**What to produce:**
Starting from the line containing "like [179, 411].", write out the rest of the entries exactly, through the final line, including nothing else.

**Input records:**
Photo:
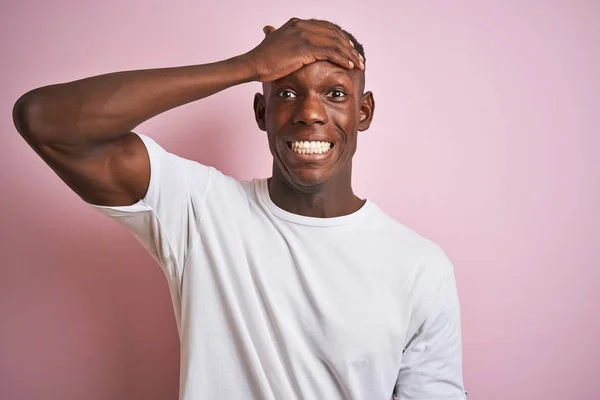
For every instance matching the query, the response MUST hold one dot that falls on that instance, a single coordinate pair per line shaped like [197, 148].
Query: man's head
[312, 118]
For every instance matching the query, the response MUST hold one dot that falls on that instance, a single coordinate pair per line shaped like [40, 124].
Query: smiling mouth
[310, 147]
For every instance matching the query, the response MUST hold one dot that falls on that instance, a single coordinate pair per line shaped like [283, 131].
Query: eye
[286, 94]
[336, 94]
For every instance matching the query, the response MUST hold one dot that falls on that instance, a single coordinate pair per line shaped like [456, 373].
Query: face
[312, 118]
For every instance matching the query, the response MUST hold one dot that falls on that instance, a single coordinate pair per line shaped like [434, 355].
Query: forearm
[104, 107]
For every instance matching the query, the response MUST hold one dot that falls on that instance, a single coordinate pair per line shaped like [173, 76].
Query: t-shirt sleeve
[432, 360]
[165, 220]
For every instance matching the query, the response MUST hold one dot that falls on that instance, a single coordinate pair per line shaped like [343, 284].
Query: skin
[84, 129]
[320, 102]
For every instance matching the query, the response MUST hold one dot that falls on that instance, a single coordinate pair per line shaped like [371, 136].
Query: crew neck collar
[265, 197]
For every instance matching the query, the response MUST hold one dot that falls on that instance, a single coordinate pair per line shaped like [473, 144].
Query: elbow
[29, 114]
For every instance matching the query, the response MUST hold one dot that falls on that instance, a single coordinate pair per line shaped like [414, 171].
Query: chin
[309, 178]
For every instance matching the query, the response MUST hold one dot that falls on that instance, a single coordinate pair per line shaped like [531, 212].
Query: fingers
[339, 49]
[332, 55]
[325, 34]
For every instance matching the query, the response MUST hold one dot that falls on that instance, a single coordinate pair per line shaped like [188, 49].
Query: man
[284, 288]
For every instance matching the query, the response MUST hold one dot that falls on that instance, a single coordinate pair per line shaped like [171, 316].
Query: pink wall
[485, 139]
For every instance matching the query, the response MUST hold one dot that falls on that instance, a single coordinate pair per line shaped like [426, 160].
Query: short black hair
[357, 45]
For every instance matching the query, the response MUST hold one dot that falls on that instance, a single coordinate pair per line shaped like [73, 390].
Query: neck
[333, 198]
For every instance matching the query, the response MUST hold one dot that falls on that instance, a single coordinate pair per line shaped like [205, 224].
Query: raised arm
[83, 129]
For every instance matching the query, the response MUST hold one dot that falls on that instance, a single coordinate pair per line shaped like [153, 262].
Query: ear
[260, 111]
[367, 108]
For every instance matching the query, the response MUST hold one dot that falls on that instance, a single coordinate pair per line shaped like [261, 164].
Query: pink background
[485, 139]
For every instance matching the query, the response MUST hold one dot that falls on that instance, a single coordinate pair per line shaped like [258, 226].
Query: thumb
[268, 29]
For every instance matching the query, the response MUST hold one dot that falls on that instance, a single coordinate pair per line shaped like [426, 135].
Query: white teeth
[312, 147]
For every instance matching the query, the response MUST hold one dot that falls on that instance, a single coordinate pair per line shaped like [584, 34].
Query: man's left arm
[432, 360]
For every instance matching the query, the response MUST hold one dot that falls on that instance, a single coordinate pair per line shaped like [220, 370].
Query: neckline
[263, 192]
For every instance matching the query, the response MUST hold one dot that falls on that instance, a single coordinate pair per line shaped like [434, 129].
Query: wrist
[245, 67]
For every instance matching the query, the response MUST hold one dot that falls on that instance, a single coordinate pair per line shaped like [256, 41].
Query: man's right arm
[83, 129]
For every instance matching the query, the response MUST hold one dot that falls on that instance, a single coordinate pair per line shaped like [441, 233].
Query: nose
[310, 111]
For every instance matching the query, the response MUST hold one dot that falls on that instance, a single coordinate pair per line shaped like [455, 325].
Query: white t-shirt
[272, 305]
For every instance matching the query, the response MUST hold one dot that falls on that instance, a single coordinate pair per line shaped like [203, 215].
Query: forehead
[318, 73]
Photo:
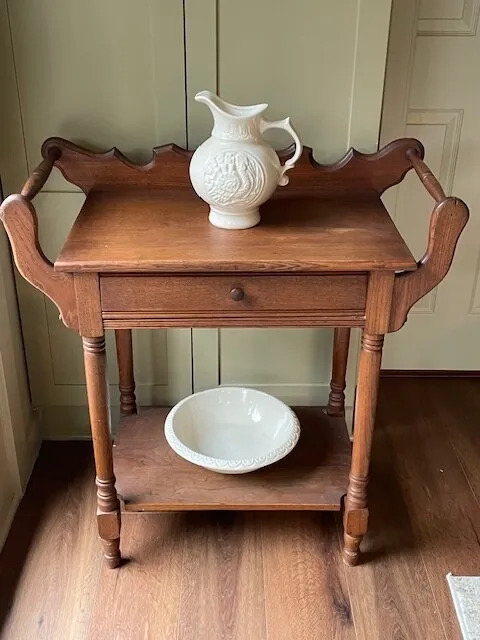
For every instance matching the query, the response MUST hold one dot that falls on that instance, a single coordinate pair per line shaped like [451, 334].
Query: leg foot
[351, 550]
[108, 506]
[111, 553]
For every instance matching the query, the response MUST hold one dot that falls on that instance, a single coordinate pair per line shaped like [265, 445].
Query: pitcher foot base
[229, 220]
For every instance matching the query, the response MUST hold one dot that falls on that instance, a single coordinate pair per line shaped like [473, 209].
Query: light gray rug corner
[465, 592]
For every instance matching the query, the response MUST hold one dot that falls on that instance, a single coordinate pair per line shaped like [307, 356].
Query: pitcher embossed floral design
[236, 170]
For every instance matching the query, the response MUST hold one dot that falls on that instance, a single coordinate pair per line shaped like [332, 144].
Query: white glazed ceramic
[232, 429]
[236, 170]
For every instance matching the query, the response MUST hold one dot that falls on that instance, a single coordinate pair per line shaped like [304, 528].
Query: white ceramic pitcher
[236, 170]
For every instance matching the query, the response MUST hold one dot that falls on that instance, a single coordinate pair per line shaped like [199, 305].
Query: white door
[100, 73]
[432, 92]
[322, 63]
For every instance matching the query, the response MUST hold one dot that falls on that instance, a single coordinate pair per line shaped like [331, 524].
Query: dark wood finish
[87, 294]
[147, 231]
[126, 378]
[427, 178]
[448, 220]
[198, 294]
[261, 575]
[108, 507]
[141, 254]
[336, 399]
[154, 320]
[39, 176]
[151, 477]
[428, 373]
[168, 168]
[20, 221]
[377, 317]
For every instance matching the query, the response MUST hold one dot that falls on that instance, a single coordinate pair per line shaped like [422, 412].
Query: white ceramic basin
[232, 429]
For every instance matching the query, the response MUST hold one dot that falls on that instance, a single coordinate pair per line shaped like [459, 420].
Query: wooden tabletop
[135, 230]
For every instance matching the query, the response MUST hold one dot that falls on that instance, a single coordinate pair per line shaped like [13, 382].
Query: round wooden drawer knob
[237, 294]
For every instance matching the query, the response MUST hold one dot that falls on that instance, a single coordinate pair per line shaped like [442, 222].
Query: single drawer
[232, 293]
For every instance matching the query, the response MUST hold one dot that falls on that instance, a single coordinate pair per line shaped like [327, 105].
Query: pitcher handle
[289, 164]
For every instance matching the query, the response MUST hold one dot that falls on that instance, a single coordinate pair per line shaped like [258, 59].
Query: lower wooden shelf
[151, 477]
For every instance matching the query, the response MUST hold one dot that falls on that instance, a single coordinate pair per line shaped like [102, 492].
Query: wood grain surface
[257, 575]
[214, 293]
[145, 231]
[152, 477]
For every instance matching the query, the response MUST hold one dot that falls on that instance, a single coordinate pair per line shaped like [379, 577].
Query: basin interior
[233, 424]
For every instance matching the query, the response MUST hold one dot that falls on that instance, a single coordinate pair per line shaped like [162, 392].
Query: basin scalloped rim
[243, 465]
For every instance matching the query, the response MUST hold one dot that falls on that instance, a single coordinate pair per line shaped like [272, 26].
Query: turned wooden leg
[126, 380]
[355, 519]
[336, 399]
[108, 507]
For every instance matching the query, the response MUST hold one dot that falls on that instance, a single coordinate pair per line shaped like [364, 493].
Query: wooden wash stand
[141, 254]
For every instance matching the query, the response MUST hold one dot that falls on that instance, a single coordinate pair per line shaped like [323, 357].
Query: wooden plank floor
[256, 576]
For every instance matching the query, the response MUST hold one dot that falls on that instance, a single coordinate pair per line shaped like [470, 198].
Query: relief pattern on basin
[232, 429]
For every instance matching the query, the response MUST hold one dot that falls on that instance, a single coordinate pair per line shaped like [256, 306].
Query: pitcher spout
[217, 105]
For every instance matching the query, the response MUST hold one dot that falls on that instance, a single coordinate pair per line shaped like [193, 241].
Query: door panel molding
[465, 24]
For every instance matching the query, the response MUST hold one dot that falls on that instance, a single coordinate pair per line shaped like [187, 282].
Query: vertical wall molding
[201, 36]
[373, 20]
[201, 51]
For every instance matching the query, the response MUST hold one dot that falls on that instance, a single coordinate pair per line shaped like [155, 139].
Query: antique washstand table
[141, 254]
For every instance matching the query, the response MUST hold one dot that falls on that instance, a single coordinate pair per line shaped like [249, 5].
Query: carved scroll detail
[448, 219]
[20, 220]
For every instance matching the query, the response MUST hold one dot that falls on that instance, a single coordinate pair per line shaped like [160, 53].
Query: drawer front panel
[233, 294]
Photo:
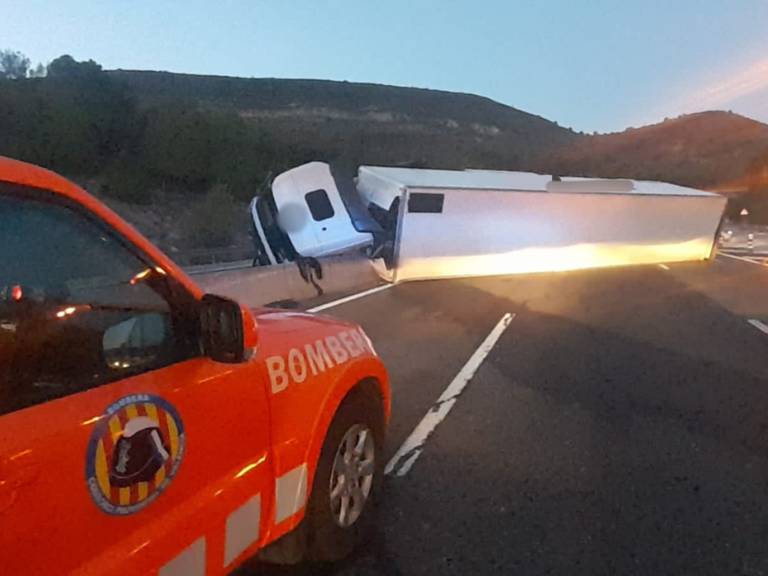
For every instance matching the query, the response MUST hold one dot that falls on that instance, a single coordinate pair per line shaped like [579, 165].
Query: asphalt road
[618, 426]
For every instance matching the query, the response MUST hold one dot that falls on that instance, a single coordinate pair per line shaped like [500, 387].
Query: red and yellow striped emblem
[135, 451]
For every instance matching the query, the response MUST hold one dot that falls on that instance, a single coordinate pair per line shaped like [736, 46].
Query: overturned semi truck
[424, 224]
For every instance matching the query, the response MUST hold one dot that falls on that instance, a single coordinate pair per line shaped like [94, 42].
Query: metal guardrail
[210, 256]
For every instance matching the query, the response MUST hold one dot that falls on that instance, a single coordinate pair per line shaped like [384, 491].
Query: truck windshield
[278, 240]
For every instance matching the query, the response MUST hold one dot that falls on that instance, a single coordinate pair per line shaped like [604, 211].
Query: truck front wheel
[348, 477]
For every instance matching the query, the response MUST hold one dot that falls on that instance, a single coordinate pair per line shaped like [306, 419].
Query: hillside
[181, 155]
[708, 149]
[365, 123]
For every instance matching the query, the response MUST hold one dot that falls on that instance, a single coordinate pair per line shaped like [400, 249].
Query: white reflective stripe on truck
[260, 231]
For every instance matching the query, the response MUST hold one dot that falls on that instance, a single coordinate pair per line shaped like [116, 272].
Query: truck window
[78, 308]
[279, 243]
[420, 202]
[319, 205]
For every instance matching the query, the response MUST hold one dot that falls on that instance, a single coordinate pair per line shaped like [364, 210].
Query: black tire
[327, 541]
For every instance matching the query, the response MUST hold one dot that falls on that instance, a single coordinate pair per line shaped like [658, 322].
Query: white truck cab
[306, 215]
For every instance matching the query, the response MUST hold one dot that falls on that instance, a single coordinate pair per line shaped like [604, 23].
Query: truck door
[122, 449]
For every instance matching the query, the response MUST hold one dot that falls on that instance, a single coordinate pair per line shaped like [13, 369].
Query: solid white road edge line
[349, 298]
[742, 258]
[759, 325]
[413, 445]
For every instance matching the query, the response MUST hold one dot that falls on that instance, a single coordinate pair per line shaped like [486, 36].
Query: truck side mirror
[228, 331]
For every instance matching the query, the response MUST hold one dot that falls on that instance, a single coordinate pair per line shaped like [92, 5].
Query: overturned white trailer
[425, 224]
[478, 223]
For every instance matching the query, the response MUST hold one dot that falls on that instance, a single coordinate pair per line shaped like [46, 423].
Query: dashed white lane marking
[759, 325]
[349, 298]
[414, 444]
[742, 258]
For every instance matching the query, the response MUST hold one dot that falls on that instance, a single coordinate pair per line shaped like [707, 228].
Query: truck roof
[522, 181]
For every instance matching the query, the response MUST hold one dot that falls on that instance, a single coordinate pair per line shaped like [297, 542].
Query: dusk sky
[599, 65]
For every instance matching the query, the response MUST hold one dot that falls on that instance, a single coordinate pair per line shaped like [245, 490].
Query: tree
[67, 67]
[13, 65]
[40, 71]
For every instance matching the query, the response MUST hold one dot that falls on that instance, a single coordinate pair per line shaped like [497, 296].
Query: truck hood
[271, 321]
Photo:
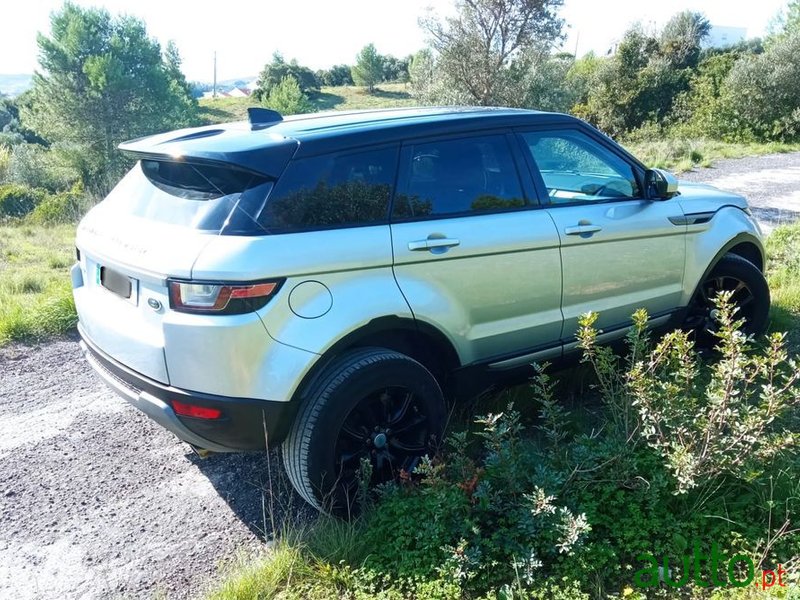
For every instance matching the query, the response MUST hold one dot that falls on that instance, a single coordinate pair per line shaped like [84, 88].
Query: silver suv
[326, 282]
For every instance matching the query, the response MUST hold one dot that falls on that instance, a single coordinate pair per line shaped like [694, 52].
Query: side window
[332, 190]
[575, 168]
[463, 176]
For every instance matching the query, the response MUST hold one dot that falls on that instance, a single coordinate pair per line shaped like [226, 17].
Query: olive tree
[482, 50]
[102, 80]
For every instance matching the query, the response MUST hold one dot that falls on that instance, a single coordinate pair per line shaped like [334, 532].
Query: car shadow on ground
[775, 216]
[256, 488]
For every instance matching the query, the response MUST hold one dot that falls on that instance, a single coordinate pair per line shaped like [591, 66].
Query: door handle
[582, 229]
[433, 243]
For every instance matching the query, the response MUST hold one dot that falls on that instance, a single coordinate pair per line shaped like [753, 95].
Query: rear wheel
[749, 293]
[372, 405]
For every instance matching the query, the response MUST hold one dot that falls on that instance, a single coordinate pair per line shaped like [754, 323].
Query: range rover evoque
[326, 281]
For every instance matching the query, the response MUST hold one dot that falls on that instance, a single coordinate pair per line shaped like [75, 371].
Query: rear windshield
[202, 197]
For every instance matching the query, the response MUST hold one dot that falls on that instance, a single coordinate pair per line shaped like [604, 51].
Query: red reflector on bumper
[192, 410]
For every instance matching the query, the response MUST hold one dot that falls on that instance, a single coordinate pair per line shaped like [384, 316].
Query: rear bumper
[245, 424]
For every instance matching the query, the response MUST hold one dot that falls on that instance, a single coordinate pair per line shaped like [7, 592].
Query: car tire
[751, 296]
[371, 403]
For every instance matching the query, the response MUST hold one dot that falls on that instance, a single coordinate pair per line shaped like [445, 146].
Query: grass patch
[35, 289]
[685, 154]
[388, 95]
[783, 273]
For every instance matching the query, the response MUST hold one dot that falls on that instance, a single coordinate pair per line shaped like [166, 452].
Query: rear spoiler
[231, 145]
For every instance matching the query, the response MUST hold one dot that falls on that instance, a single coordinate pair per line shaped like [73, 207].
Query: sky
[320, 33]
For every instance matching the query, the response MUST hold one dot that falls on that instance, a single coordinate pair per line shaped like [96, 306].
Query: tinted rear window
[335, 190]
[202, 197]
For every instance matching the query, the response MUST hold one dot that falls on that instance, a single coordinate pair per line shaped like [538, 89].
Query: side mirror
[660, 184]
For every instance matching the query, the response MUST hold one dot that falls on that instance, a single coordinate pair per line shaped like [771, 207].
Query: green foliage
[5, 160]
[35, 292]
[63, 207]
[762, 92]
[705, 422]
[287, 98]
[681, 38]
[484, 522]
[103, 80]
[479, 48]
[52, 168]
[335, 76]
[18, 200]
[368, 70]
[275, 72]
[638, 84]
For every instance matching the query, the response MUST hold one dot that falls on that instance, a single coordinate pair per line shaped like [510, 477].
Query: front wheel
[749, 294]
[373, 405]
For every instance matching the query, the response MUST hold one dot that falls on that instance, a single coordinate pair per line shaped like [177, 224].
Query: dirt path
[770, 183]
[96, 501]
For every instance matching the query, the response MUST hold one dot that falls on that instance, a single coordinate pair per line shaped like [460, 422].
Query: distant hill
[14, 84]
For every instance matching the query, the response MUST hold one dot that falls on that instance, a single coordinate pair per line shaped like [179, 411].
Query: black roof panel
[266, 148]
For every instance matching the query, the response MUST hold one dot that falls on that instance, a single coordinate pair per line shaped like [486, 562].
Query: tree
[682, 37]
[395, 69]
[103, 80]
[277, 70]
[288, 99]
[478, 47]
[368, 69]
[763, 94]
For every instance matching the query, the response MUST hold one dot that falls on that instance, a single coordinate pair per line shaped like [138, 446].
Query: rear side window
[455, 177]
[203, 197]
[336, 190]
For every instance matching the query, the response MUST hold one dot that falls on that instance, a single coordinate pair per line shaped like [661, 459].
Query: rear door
[472, 254]
[619, 250]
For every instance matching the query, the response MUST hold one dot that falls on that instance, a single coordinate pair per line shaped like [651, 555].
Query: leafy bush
[37, 166]
[762, 92]
[485, 522]
[64, 207]
[18, 200]
[275, 72]
[5, 159]
[287, 98]
[704, 421]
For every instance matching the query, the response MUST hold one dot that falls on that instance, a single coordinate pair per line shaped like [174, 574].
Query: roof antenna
[263, 117]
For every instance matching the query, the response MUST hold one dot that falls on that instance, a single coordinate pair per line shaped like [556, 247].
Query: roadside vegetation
[579, 486]
[562, 486]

**Answer to the problem:**
For every instance matching the query, the response MUST hold one dot that falls on that instance, a single coordinate pair per line shaped like [179, 411].
Query: black roof panel
[266, 148]
For every instance matching the query, the response MUST hold one dot that falls on that instance, a single coordinate pair per line shaped like [486, 562].
Query: tree
[682, 37]
[395, 69]
[103, 80]
[277, 70]
[288, 99]
[478, 47]
[368, 69]
[763, 94]
For every instance matching the query, the response MUST hold one dot that falls on that instance, a single coordinate pair per line shaped like [138, 446].
Query: rear side window
[455, 177]
[203, 197]
[336, 190]
For every instance matching the query, the response MUST hold one dot that falls on that instance, a single coordinate pair per line shaped like [661, 459].
Query: rear door
[472, 254]
[619, 250]
For every instance matching the query, the response MUST hold one dot that falls on that instance, a single coordinate pair per line shaped like [651, 555].
Query: leafy bush
[37, 166]
[762, 92]
[485, 522]
[64, 207]
[18, 200]
[275, 72]
[5, 159]
[287, 98]
[704, 421]
For every instance matching the query, the response MUST hold one dot that falls on that instance, a single coordinate pair per line shaped like [174, 574].
Query: roof antenna
[263, 117]
For every instance matching the query, the response MUST hold one dot that falls on that instance, a single coordinate pair per line shaped like [556, 247].
Query: roadside vegetation
[579, 486]
[562, 486]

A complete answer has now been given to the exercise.